**CO ZROBIĆ:** Wypisz słowo w słowo wiersze od pierwszego aż do tego z „box: [343, 30, 351, 43]”, razem z nim. Obrazki pomiń.
━━━
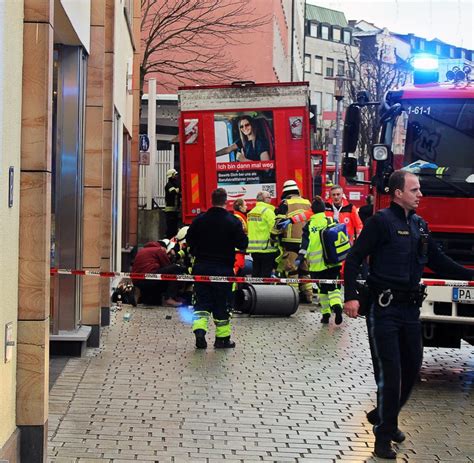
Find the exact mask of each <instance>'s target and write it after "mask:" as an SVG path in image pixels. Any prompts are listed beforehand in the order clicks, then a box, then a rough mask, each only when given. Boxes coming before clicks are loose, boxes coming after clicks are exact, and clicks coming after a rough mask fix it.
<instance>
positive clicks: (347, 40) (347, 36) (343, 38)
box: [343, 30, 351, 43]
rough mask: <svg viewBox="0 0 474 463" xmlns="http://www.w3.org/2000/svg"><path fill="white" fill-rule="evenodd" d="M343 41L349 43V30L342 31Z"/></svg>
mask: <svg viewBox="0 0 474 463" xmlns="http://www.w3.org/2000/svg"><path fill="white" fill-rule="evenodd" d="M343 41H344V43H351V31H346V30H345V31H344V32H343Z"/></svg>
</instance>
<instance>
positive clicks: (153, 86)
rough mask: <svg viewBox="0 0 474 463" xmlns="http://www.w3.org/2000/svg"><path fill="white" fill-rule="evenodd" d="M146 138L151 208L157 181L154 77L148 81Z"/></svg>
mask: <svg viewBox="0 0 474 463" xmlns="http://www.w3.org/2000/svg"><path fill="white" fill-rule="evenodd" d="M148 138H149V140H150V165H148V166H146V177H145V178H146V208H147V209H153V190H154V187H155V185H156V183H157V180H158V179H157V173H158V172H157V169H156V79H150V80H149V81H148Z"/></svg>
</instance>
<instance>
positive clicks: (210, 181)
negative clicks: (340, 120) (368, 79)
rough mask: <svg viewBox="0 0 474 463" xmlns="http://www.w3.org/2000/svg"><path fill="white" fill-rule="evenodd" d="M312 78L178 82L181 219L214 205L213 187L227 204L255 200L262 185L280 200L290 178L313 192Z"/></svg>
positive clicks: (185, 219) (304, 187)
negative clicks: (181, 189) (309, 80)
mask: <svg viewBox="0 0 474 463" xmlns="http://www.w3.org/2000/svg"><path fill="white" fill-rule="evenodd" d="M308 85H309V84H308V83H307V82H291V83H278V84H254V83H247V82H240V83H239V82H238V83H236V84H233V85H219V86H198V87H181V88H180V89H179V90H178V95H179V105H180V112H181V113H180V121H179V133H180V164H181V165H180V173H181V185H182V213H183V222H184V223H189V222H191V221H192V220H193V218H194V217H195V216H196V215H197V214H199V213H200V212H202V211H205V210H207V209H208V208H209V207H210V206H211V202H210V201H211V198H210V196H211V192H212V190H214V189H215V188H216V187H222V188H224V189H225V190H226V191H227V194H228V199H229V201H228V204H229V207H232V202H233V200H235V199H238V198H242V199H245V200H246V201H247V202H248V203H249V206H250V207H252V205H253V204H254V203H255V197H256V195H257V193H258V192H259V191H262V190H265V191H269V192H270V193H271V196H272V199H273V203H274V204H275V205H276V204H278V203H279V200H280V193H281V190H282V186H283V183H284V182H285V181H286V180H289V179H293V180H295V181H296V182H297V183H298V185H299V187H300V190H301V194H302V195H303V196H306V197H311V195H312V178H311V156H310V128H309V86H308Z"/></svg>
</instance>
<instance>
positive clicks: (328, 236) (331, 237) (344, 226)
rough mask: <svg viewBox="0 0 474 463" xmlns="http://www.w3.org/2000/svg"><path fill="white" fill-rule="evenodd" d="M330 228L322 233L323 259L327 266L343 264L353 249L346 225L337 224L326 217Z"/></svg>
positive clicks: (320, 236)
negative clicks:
━━━
**ODPOWIEDŹ:**
Find the exact mask of each <instance>'s target and write it after "mask:" as an SVG path in image pixels. Any prompts are listed beforehand in the order clicks, then a box, then a rough mask, each only when given. Boxes coming before clicks are loose, boxes coming after clicks are exact, and clicks coming after a rough mask fix it.
<instance>
positive clicks: (347, 40) (347, 36) (343, 38)
box: [343, 30, 351, 43]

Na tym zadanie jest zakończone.